**Required action**.
For each line in the data below, write an exact copy.

(Collected data)
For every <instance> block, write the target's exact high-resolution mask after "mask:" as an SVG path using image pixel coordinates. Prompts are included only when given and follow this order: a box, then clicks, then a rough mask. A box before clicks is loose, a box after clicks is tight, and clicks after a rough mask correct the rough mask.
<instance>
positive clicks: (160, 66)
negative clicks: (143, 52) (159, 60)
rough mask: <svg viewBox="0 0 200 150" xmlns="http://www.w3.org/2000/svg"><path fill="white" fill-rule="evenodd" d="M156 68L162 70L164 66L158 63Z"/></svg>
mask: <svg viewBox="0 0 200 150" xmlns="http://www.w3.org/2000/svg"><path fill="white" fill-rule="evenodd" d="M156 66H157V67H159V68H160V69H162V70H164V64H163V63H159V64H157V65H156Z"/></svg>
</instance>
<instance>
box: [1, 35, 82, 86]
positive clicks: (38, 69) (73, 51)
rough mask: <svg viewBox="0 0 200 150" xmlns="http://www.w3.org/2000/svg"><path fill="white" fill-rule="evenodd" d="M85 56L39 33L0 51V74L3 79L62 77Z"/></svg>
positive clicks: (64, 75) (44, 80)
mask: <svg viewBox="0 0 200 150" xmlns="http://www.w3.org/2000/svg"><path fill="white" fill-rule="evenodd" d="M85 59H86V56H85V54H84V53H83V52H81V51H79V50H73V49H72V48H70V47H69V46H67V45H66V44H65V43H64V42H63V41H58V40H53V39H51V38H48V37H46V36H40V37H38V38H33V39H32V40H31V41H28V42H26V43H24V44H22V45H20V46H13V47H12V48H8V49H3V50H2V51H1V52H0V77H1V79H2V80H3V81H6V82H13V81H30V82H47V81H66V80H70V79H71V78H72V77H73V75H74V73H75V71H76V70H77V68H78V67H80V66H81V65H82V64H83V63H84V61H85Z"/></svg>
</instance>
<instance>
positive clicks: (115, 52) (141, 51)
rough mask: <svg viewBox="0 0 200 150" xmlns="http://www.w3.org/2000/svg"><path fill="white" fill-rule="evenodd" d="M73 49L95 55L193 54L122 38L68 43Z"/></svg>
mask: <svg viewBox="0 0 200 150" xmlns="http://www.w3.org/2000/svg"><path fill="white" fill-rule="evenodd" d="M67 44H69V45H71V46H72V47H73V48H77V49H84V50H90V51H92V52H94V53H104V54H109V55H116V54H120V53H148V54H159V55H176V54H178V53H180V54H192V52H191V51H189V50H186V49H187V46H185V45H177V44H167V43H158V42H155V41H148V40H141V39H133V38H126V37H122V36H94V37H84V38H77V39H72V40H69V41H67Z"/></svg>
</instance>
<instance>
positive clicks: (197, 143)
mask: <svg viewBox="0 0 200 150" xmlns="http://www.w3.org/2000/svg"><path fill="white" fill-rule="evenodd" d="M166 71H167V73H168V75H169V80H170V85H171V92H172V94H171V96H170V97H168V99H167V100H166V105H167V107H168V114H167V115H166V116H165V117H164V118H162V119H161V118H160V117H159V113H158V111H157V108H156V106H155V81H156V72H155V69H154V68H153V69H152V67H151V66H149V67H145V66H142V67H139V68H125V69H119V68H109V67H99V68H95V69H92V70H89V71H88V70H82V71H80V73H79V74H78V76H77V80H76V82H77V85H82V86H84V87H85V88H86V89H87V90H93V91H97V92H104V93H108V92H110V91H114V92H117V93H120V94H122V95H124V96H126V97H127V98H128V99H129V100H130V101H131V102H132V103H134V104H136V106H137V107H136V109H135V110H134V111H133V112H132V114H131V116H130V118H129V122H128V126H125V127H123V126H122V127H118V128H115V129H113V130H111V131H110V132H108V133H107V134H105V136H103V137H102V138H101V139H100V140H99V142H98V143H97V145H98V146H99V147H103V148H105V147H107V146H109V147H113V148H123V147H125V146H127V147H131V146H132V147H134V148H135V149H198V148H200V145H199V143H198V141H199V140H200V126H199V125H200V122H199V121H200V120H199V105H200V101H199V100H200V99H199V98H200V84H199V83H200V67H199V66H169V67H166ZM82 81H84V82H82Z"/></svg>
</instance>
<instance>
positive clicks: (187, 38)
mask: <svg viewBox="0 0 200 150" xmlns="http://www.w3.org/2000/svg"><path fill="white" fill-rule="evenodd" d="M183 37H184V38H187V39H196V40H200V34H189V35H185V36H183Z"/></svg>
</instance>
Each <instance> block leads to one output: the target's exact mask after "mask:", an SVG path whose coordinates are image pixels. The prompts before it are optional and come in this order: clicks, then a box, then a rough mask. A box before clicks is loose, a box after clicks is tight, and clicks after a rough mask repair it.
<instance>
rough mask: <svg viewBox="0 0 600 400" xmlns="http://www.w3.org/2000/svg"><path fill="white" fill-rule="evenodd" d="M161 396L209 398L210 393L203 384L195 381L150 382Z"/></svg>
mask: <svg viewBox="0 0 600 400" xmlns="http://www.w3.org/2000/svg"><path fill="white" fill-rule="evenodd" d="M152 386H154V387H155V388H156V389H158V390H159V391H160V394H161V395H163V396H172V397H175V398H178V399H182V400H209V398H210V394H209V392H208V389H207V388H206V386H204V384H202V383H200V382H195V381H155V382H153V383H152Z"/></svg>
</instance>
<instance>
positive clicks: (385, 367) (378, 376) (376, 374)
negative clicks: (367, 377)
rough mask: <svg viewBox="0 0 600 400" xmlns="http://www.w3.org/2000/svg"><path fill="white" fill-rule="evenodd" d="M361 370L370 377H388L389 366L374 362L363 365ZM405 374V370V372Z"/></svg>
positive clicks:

**Your response**.
For every <instance> block, write the target's exact high-resolution mask after "mask:" as an SVG path using image pixel coordinates. Prompts are included only when given and follow this order: a box, then clicks, then a rough mask. A box before clicks is loose, a box after clicks is tight, and clicks after a rough mask correct the rough mask.
<instance>
positive clicks: (160, 66)
negative clicks: (143, 52) (159, 60)
rough mask: <svg viewBox="0 0 200 150" xmlns="http://www.w3.org/2000/svg"><path fill="white" fill-rule="evenodd" d="M156 68L162 70L164 66L158 63Z"/></svg>
mask: <svg viewBox="0 0 200 150" xmlns="http://www.w3.org/2000/svg"><path fill="white" fill-rule="evenodd" d="M156 66H157V67H159V68H160V69H162V70H164V64H163V63H159V64H157V65H156Z"/></svg>
</instance>
<instance>
box: [1, 35, 82, 86]
positive clicks: (38, 69) (73, 51)
rough mask: <svg viewBox="0 0 200 150" xmlns="http://www.w3.org/2000/svg"><path fill="white" fill-rule="evenodd" d="M85 56L39 33L0 51V74L3 79L62 77Z"/></svg>
positive clicks: (64, 75) (44, 80)
mask: <svg viewBox="0 0 200 150" xmlns="http://www.w3.org/2000/svg"><path fill="white" fill-rule="evenodd" d="M85 59H86V56H85V54H84V53H83V52H81V51H79V50H73V49H72V48H70V47H69V46H67V45H66V44H65V43H64V42H63V41H58V40H53V39H51V38H48V37H46V36H40V37H38V38H33V39H32V40H31V41H28V42H26V43H24V44H22V45H20V46H13V47H12V48H8V49H3V50H2V51H1V52H0V77H1V79H2V80H3V81H6V82H13V81H30V82H47V81H66V80H70V79H71V78H72V77H73V75H74V73H75V71H76V70H77V68H78V67H80V66H81V65H82V64H83V63H84V61H85Z"/></svg>
</instance>
<instance>
positive clicks: (115, 52) (141, 51)
rough mask: <svg viewBox="0 0 200 150" xmlns="http://www.w3.org/2000/svg"><path fill="white" fill-rule="evenodd" d="M73 49L95 55L193 54L122 38L68 43Z"/></svg>
mask: <svg viewBox="0 0 200 150" xmlns="http://www.w3.org/2000/svg"><path fill="white" fill-rule="evenodd" d="M67 44H69V45H71V46H72V47H73V48H77V49H84V50H90V51H92V52H94V53H104V54H109V55H116V54H120V53H148V54H159V55H176V54H178V53H180V54H192V52H191V51H189V50H186V49H187V46H185V45H177V44H167V43H158V42H155V41H148V40H141V39H133V38H126V37H122V36H94V37H84V38H77V39H72V40H69V41H67Z"/></svg>
</instance>
<instance>
positive clicks: (197, 143)
mask: <svg viewBox="0 0 200 150" xmlns="http://www.w3.org/2000/svg"><path fill="white" fill-rule="evenodd" d="M166 71H167V73H168V75H169V80H170V85H171V92H172V94H171V96H170V97H168V99H167V100H166V105H167V107H168V114H167V115H166V116H165V117H164V118H162V119H161V118H160V117H159V113H158V111H157V108H156V106H155V81H156V72H155V69H154V68H153V69H152V67H151V66H149V67H145V66H142V67H139V68H125V69H119V68H109V67H99V68H95V69H92V70H89V71H88V70H82V71H80V73H79V74H78V76H77V80H76V82H77V85H82V86H84V87H85V88H86V89H87V90H93V91H97V92H104V93H108V92H110V91H114V92H117V93H120V94H122V95H124V96H126V97H127V98H128V99H129V100H130V101H131V102H132V103H134V104H136V106H137V107H136V109H135V110H134V111H133V112H132V114H131V116H130V118H129V122H128V126H125V127H123V126H122V127H118V128H115V129H113V130H111V131H110V132H108V133H107V134H105V136H103V137H102V138H101V139H100V140H99V142H98V143H97V145H98V146H99V147H103V148H105V147H107V146H109V147H113V148H123V147H125V146H127V147H131V146H132V147H134V148H135V149H198V148H200V145H199V143H198V141H199V140H200V126H199V125H200V122H199V121H200V120H199V105H200V101H199V100H200V99H199V98H200V84H199V83H200V67H199V66H169V67H166ZM82 81H84V82H82Z"/></svg>
</instance>
<instance>
positive clicks: (187, 38)
mask: <svg viewBox="0 0 200 150" xmlns="http://www.w3.org/2000/svg"><path fill="white" fill-rule="evenodd" d="M183 37H184V38H187V39H196V40H200V34H189V35H185V36H183Z"/></svg>
</instance>
Each <instance> block leads to one output: the target's exact mask after "mask:", an SVG path whose coordinates are image pixels. The prompts before it are optional and come in this order: clicks, then a box, then a rough mask. A box before clicks is loose, a box after clicks is tight, and clicks after a rough mask repair it.
<instance>
rough mask: <svg viewBox="0 0 600 400" xmlns="http://www.w3.org/2000/svg"><path fill="white" fill-rule="evenodd" d="M161 396L209 398L210 393L203 384L195 381L150 382Z"/></svg>
mask: <svg viewBox="0 0 600 400" xmlns="http://www.w3.org/2000/svg"><path fill="white" fill-rule="evenodd" d="M152 386H154V387H155V388H156V389H158V390H159V391H160V394H161V395H163V396H172V397H175V398H178V399H182V400H209V398H210V394H209V392H208V389H207V388H206V386H204V384H202V383H200V382H195V381H155V382H153V383H152Z"/></svg>
</instance>
<instance>
positive clicks: (385, 367) (378, 376) (376, 374)
negative clicks: (367, 377)
rough mask: <svg viewBox="0 0 600 400" xmlns="http://www.w3.org/2000/svg"><path fill="white" fill-rule="evenodd" d="M361 370L370 377H388L389 366L374 362L363 365ZM405 374V370V372Z"/></svg>
positive clicks:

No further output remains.